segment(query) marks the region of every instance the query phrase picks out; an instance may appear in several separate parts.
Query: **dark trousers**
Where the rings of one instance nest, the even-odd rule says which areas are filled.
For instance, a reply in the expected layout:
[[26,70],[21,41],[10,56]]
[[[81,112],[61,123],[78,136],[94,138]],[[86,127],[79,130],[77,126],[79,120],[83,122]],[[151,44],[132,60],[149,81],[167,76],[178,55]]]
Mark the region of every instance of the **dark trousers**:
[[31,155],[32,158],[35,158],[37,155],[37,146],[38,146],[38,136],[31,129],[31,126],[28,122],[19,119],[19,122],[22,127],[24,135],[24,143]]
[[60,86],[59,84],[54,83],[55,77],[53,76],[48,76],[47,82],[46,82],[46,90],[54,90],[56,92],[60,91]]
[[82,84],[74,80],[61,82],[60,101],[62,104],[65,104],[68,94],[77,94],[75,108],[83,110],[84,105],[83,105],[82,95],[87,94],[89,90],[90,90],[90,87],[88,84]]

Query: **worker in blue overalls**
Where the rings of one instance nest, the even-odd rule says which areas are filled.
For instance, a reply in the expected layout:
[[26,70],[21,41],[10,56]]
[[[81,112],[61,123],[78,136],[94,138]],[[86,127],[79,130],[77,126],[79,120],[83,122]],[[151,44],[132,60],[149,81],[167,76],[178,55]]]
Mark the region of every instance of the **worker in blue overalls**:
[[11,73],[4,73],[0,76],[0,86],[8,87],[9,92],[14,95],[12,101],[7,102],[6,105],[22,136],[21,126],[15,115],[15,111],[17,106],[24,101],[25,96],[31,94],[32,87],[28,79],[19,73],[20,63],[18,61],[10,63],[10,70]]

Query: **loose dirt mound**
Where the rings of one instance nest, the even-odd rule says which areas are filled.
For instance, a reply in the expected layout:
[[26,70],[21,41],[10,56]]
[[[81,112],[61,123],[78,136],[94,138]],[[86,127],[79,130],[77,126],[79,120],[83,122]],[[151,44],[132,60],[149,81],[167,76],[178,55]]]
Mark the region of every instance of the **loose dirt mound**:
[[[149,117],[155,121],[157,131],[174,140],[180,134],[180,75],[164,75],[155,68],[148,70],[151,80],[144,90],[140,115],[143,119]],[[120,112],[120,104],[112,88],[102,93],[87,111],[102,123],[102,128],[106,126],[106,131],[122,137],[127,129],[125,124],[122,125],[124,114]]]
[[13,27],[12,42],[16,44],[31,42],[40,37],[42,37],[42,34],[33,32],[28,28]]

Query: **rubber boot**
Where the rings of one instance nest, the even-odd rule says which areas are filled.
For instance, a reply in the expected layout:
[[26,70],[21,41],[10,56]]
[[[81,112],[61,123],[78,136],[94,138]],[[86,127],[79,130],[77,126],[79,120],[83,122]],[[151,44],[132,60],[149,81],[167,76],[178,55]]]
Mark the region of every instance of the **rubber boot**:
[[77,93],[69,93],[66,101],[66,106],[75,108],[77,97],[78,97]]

────────────────────

# [AIM]
Copy out every line of the material above word for word, leaving nothing out and changing nothing.

# [WRITTEN SOLUTION]
segment(query) marks the region of every instance the query phrase picks out; an instance may appear in several separate parts.
Query: **dark trousers**
Where the rings of one instance nest, the even-odd rule says which areas are filled.
For instance, a reply in the expected layout:
[[26,70],[21,41],[10,56]]
[[[81,112],[61,123],[78,136],[94,138]],[[86,127],[79,130],[77,126],[79,120],[83,122]],[[151,44],[132,60],[149,81],[167,76],[178,55]]]
Mark the region of every instance of the **dark trousers**:
[[31,155],[32,158],[35,158],[37,155],[37,146],[38,146],[38,136],[31,129],[31,126],[28,122],[19,119],[19,122],[22,127],[24,135],[24,143]]
[[60,86],[59,84],[54,83],[55,77],[53,76],[48,76],[47,82],[46,82],[46,90],[54,90],[56,92],[60,91]]
[[82,84],[74,80],[61,82],[60,101],[62,104],[65,104],[68,94],[77,94],[75,108],[83,110],[84,105],[83,105],[82,95],[87,94],[89,90],[90,90],[90,87],[88,84]]

Query: **worker in blue overalls**
Where the rings of one instance nest, the even-odd rule says which areas are filled.
For instance, a reply in the expected layout:
[[26,70],[21,41],[10,56]]
[[[81,112],[61,123],[78,136],[94,138]],[[86,127],[79,130],[77,126],[79,120],[83,122]],[[151,44],[132,60],[149,81],[167,76],[178,55]]]
Mark the region of every instance of the **worker in blue overalls**:
[[11,73],[4,73],[0,76],[0,86],[8,87],[9,92],[14,95],[12,101],[7,102],[6,105],[22,136],[21,126],[15,115],[15,111],[17,106],[24,101],[25,96],[31,94],[32,87],[28,79],[19,73],[20,63],[18,61],[10,63],[10,70]]

Query: **loose dirt mound**
Where the rings of one instance nest, the even-odd rule says which areas are filled.
For instance, a reply in the expected layout:
[[26,70],[21,41],[10,56]]
[[[81,112],[61,123],[78,136],[94,138]],[[86,127],[79,130],[77,126],[79,120],[83,122]],[[151,44],[132,60],[149,81],[167,76],[178,55]]]
Mark the region of every instance of the **loose dirt mound**:
[[[149,117],[155,121],[157,131],[174,140],[180,134],[180,75],[164,75],[155,68],[148,70],[151,80],[144,90],[140,115],[143,119]],[[120,112],[120,104],[112,88],[102,93],[87,111],[102,123],[102,128],[106,126],[106,131],[122,137],[127,129],[125,124],[122,125],[124,114]]]
[[13,27],[12,42],[16,44],[31,42],[40,37],[42,37],[42,34],[33,32],[28,28]]

Query: **rubber boot**
Where the rings of one instance nest, the even-odd rule says which areas are filled.
For instance, a reply in the expected layout:
[[26,70],[21,41],[10,56]]
[[[81,112],[61,123],[78,136],[94,138]],[[86,127],[79,130],[77,126],[79,120],[83,122]],[[151,44],[132,60],[149,81],[167,76],[178,55]]]
Mark the region of every instance of the **rubber boot**:
[[77,93],[69,93],[66,101],[66,106],[75,108],[77,97],[78,97]]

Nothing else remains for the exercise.